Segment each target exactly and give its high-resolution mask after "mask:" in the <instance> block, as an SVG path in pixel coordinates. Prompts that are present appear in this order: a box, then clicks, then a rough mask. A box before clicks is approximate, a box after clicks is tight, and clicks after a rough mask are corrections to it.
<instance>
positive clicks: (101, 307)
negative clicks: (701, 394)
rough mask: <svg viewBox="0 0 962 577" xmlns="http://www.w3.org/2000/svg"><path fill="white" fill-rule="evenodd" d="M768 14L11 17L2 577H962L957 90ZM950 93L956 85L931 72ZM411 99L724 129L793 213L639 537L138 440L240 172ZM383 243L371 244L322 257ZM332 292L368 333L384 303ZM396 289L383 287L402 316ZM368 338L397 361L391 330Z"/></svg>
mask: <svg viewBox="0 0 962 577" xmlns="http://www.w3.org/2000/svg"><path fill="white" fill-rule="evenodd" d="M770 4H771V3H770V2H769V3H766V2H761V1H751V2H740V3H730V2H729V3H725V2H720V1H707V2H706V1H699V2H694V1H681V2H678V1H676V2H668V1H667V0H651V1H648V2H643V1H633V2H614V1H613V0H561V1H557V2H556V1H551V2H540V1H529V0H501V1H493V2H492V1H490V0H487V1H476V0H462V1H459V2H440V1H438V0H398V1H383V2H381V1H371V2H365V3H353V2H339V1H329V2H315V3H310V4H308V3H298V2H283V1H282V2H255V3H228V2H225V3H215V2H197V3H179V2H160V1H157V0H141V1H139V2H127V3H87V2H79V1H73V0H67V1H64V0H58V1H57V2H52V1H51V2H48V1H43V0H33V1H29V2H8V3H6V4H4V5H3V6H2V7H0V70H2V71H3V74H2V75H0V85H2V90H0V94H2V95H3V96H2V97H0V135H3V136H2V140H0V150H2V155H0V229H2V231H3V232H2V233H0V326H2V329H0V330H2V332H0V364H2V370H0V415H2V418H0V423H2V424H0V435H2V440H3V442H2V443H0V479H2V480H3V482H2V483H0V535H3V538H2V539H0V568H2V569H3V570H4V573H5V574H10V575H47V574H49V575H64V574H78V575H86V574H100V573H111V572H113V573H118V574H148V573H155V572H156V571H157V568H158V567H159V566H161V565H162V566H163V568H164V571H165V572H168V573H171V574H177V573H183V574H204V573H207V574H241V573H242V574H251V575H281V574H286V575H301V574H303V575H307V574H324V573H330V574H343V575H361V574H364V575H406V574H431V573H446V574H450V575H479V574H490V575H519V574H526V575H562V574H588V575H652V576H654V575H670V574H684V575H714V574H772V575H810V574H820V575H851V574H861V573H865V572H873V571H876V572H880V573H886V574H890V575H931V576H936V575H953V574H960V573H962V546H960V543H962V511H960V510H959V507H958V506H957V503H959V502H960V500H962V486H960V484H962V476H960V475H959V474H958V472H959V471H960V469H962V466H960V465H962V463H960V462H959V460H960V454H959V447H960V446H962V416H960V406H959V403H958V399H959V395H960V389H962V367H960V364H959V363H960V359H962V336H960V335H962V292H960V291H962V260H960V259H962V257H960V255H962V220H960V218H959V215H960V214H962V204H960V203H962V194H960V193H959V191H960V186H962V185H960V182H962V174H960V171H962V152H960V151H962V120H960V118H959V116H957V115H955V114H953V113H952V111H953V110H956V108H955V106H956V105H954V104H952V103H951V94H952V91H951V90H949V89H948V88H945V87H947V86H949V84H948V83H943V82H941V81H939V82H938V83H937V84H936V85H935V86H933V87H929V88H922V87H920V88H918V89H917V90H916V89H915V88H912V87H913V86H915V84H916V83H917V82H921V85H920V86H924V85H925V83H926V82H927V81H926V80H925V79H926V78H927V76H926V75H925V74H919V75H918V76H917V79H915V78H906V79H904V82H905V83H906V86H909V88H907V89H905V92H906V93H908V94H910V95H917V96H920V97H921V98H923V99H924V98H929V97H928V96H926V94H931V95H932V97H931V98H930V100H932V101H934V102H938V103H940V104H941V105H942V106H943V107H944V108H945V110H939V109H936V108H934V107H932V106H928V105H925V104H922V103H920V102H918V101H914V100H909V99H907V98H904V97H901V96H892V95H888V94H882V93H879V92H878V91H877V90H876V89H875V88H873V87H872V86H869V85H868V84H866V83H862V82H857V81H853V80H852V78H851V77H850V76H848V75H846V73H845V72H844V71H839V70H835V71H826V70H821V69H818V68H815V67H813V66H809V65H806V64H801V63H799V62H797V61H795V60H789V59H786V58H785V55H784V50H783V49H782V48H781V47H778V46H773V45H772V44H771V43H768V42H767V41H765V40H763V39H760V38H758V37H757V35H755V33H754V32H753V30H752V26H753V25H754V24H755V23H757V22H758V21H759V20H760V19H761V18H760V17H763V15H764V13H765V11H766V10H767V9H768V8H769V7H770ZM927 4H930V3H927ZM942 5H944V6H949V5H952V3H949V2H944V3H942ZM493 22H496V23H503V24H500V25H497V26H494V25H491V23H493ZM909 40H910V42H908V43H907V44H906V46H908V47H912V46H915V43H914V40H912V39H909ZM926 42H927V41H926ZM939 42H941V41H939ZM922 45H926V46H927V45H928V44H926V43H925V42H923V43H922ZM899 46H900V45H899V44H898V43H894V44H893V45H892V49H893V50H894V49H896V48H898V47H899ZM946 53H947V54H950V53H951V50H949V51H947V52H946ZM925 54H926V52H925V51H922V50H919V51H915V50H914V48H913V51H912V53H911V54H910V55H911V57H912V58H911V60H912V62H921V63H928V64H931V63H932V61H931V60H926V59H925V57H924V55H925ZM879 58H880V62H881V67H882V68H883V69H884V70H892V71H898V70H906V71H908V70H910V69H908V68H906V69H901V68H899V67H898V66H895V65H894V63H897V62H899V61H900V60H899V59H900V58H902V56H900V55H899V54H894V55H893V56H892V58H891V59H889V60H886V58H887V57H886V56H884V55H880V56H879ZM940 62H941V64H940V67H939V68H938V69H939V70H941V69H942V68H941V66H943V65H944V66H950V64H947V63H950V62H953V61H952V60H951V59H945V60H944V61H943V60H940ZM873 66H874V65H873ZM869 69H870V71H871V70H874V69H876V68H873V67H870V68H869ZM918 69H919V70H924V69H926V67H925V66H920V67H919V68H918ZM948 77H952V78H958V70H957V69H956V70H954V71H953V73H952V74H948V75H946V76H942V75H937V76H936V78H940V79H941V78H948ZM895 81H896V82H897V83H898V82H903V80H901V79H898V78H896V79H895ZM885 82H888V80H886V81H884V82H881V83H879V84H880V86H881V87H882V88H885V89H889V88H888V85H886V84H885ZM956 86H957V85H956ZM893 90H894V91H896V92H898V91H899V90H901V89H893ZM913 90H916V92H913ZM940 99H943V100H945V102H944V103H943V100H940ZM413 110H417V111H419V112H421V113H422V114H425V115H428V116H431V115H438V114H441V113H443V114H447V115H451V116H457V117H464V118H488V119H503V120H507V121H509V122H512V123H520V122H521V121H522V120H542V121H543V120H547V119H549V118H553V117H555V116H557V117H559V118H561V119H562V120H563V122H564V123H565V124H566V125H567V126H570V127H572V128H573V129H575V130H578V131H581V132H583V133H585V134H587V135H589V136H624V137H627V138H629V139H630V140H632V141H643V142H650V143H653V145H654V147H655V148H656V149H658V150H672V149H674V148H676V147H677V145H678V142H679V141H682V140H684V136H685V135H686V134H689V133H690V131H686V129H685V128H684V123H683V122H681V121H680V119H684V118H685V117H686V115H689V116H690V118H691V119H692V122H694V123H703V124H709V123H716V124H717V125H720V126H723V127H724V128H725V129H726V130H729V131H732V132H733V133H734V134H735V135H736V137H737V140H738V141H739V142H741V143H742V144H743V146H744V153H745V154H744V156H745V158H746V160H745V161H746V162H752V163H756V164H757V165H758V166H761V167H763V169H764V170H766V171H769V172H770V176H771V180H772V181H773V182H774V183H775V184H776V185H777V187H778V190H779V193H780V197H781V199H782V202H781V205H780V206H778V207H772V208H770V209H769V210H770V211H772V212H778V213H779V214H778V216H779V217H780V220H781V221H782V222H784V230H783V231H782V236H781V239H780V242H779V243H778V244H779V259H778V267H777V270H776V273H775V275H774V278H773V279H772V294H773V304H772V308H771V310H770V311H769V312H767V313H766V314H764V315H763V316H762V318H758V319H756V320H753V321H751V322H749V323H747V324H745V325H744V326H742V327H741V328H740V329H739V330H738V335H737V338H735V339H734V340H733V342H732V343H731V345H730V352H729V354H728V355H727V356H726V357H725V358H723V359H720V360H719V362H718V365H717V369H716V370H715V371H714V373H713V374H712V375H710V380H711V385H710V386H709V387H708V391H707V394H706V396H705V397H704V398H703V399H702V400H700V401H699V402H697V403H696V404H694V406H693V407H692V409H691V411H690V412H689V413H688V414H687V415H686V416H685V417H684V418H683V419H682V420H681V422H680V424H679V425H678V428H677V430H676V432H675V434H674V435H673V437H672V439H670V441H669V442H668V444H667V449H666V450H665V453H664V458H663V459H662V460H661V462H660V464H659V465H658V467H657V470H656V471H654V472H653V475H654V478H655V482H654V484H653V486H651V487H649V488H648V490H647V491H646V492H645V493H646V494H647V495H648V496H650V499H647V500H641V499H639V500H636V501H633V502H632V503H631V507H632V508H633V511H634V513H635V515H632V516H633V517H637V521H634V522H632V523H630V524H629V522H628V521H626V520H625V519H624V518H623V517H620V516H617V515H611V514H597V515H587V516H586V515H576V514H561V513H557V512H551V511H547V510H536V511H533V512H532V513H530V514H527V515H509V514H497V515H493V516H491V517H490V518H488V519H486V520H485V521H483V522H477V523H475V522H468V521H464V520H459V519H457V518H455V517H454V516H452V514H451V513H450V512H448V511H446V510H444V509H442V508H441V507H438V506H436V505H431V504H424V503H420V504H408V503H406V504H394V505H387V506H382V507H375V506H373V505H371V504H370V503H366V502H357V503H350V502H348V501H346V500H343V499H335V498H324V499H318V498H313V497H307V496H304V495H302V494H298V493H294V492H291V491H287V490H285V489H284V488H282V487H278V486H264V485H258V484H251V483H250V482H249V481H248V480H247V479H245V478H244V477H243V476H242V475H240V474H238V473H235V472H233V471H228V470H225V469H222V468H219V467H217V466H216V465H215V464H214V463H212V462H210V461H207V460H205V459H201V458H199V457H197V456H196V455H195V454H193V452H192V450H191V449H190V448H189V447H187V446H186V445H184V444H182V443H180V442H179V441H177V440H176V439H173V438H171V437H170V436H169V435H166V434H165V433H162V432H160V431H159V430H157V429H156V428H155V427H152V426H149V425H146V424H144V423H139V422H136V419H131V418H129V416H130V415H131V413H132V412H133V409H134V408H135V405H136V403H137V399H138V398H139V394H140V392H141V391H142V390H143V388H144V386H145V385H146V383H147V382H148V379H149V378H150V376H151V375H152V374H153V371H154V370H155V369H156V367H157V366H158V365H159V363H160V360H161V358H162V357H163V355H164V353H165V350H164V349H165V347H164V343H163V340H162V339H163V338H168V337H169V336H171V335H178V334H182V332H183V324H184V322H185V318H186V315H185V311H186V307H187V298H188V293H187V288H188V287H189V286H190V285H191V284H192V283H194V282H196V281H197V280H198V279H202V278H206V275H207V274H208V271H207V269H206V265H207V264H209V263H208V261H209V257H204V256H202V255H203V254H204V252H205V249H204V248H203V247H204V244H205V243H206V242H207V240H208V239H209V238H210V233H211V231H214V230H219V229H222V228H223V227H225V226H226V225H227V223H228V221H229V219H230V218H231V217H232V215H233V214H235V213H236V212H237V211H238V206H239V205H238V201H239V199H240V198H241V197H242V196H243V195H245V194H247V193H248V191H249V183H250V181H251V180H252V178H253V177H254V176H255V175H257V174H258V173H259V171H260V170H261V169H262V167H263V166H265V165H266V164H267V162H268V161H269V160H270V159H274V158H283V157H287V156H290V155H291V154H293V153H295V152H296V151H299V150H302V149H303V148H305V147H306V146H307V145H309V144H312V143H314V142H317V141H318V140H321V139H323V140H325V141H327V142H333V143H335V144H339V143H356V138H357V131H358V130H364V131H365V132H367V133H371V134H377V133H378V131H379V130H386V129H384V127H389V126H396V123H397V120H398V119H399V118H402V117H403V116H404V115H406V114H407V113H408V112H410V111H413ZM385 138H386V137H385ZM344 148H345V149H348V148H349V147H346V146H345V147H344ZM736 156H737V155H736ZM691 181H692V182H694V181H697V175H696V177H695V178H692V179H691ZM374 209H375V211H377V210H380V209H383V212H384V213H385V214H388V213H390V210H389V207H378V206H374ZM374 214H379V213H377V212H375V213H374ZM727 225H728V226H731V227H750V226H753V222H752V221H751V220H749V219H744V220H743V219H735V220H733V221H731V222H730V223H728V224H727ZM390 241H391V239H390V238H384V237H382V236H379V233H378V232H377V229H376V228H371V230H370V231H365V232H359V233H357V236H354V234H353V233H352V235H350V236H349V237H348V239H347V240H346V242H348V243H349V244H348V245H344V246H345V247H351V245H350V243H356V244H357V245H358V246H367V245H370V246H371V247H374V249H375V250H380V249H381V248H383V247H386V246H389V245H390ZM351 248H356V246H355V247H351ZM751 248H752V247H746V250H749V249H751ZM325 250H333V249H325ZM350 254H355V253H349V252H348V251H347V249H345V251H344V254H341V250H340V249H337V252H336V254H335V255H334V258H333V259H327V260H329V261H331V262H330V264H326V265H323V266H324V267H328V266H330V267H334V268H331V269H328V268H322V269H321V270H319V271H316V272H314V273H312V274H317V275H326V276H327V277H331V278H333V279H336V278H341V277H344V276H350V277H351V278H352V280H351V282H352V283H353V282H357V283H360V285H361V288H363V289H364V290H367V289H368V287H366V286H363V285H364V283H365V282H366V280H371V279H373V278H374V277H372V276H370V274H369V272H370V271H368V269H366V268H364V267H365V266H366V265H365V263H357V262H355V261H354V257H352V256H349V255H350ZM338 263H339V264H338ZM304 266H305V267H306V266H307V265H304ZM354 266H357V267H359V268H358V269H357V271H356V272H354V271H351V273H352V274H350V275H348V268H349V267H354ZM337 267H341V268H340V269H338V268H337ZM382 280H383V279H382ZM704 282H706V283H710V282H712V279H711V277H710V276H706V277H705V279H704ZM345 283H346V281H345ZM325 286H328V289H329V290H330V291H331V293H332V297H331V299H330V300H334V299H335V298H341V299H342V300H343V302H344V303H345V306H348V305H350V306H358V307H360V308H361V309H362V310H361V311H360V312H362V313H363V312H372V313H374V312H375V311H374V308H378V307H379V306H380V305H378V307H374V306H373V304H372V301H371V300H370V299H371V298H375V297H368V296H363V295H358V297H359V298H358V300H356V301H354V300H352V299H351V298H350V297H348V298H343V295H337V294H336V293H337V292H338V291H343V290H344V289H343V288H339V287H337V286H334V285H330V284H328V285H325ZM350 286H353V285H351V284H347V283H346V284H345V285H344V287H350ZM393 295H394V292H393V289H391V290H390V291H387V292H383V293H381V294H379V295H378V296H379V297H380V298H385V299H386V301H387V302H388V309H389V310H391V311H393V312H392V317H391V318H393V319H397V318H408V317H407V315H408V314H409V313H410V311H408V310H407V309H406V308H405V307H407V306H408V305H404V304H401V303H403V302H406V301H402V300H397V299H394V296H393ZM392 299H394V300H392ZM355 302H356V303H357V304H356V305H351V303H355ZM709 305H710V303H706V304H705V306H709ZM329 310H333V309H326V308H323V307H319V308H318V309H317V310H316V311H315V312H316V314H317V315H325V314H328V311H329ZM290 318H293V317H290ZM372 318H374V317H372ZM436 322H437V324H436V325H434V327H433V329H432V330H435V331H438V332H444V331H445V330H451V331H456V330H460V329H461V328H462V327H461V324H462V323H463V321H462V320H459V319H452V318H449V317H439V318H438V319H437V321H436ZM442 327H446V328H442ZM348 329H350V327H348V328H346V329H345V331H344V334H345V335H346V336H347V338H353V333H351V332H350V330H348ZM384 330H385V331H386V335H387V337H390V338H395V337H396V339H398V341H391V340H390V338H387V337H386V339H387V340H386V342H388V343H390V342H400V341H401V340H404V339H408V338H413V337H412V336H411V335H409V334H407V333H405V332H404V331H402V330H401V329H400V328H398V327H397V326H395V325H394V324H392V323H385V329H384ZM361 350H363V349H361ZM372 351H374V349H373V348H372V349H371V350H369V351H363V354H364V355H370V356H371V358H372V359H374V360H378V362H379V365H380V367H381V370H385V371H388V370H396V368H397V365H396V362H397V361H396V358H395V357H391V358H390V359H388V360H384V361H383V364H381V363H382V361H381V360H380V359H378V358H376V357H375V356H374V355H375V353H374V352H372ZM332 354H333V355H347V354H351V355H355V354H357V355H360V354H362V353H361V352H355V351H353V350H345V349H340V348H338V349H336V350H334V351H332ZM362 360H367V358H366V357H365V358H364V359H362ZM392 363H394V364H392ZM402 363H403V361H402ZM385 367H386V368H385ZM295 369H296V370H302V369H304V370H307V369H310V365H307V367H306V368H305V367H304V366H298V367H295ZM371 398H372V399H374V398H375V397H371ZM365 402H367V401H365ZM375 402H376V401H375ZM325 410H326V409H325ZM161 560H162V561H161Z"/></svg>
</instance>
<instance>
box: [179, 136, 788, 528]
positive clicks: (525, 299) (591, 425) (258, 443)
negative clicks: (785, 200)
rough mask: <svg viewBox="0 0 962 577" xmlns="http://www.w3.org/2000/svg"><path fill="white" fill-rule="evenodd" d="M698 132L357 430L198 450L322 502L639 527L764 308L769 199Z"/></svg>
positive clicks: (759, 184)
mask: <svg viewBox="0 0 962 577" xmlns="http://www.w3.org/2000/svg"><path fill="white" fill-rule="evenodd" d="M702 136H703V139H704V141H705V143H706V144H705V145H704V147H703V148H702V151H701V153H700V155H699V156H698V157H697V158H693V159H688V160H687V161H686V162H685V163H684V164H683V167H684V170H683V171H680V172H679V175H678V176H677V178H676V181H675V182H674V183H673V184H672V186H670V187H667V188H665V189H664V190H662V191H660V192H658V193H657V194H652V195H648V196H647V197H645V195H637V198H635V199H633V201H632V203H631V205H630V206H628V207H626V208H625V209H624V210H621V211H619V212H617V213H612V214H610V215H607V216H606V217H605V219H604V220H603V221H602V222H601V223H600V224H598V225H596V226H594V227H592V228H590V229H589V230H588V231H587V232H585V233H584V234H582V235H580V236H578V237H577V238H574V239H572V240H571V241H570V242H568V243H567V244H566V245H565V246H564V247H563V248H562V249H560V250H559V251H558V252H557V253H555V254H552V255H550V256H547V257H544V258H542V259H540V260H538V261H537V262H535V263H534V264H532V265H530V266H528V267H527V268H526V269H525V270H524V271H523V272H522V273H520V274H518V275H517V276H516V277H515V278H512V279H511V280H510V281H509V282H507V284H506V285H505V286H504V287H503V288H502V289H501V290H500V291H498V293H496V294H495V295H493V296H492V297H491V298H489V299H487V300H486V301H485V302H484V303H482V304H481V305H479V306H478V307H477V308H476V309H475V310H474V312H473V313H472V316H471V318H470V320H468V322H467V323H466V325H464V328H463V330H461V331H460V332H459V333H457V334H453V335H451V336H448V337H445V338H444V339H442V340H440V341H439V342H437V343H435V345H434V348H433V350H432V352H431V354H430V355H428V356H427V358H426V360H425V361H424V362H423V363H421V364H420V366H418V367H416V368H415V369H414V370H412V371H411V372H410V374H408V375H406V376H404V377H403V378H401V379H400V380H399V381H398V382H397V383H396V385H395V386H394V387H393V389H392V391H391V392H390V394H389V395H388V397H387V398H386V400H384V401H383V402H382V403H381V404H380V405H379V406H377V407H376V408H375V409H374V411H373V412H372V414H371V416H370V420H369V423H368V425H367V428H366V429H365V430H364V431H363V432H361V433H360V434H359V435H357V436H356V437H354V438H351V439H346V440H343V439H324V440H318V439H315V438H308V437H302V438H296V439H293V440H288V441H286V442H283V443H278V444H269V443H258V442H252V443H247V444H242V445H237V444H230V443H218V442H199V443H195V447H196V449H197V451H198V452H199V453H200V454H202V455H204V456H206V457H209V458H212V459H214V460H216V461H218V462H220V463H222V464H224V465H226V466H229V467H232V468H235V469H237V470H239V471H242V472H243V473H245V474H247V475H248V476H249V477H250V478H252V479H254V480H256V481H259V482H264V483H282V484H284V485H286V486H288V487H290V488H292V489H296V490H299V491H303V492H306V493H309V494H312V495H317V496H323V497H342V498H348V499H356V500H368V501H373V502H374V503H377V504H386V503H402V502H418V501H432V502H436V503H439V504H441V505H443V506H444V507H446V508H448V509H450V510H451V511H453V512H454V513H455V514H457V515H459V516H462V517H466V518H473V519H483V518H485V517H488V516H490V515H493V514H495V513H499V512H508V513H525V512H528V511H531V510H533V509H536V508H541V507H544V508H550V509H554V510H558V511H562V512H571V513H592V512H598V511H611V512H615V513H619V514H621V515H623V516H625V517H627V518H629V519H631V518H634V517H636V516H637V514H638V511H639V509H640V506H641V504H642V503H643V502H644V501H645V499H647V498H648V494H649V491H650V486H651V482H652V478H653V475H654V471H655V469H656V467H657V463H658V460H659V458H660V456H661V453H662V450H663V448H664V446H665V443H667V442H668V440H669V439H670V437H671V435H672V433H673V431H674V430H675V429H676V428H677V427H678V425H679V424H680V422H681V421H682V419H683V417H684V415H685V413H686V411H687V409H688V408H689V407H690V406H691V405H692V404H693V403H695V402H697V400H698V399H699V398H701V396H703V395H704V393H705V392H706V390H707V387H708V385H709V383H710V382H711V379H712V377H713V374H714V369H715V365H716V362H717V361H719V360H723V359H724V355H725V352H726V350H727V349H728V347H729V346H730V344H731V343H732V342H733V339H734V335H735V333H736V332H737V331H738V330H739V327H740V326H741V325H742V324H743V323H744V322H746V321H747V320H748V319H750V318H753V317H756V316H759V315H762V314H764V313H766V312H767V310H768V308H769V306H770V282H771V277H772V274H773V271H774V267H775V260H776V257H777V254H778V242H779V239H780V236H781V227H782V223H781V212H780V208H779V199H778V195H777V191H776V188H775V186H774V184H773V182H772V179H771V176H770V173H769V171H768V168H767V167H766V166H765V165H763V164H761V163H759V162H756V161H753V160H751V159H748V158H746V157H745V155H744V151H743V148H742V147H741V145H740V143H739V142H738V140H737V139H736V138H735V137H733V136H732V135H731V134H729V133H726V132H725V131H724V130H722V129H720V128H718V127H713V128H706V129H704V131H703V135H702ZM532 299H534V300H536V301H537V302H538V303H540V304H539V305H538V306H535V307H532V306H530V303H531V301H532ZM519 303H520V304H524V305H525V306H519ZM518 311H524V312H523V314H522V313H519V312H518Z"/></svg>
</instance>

....................

* _How to complete this task_
If a line in the listing holds the word "positive", copy it out.

* _Solution for this problem_
positive clicks: (101, 307)
positive clicks: (525, 299) (591, 425) (258, 443)
positive clicks: (759, 184)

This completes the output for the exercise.